▶ **Exercise description**
Find all lines in the records that include the word "positive", and copy them out.

[Source records]

---

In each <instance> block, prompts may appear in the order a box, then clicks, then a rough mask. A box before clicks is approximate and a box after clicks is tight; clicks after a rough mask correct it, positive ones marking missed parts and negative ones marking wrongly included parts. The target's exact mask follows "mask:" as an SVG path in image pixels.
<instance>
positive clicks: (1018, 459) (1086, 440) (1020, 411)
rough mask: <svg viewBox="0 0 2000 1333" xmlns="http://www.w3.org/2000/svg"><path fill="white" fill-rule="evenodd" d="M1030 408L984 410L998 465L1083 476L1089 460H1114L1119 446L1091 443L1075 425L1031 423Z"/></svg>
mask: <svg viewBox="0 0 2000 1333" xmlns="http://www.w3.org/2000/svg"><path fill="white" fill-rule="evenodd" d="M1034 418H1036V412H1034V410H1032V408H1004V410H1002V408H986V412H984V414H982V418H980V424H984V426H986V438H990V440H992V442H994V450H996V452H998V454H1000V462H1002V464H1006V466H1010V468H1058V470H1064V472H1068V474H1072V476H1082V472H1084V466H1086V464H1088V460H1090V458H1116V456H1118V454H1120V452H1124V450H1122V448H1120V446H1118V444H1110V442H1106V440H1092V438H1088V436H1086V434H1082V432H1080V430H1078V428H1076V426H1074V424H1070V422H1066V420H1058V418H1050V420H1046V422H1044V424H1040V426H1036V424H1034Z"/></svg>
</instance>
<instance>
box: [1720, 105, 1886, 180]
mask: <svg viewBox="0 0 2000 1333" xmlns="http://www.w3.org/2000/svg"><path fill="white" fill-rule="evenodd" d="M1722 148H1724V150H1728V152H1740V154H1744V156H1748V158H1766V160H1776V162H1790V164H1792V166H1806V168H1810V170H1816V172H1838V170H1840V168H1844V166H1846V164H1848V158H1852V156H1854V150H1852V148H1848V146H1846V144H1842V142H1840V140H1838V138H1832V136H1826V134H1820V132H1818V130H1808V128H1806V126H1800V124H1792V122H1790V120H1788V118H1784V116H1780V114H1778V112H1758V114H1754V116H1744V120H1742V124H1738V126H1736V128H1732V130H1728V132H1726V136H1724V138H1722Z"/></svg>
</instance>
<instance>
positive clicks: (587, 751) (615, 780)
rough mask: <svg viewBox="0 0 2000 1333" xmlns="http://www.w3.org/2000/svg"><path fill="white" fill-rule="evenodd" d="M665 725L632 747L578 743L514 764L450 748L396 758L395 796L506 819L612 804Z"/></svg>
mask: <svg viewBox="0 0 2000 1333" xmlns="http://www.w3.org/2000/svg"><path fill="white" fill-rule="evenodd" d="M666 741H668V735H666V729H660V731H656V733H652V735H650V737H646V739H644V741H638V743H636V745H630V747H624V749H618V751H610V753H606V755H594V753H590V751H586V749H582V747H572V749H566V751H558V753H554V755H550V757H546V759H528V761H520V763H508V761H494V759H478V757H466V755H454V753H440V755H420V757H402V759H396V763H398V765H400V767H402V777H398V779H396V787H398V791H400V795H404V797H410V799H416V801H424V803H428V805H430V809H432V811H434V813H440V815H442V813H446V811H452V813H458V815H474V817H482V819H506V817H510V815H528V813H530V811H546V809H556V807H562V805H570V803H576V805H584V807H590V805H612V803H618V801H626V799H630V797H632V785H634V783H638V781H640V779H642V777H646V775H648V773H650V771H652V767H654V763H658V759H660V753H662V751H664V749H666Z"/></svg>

---

▶ **Written solution**
In each <instance> block, prompts may appear in the order a box, then clicks, then a rough mask. A box before clicks is approximate and a box after clicks is tight; clicks after a rough mask correct it, positive ones marking missed parts and negative ones marking wrongly included parts. The target's exact mask follows "mask:" as an SVG path in image pixels.
positive clicks: (1018, 459) (1086, 440) (1020, 411)
positive clicks: (587, 751) (615, 780)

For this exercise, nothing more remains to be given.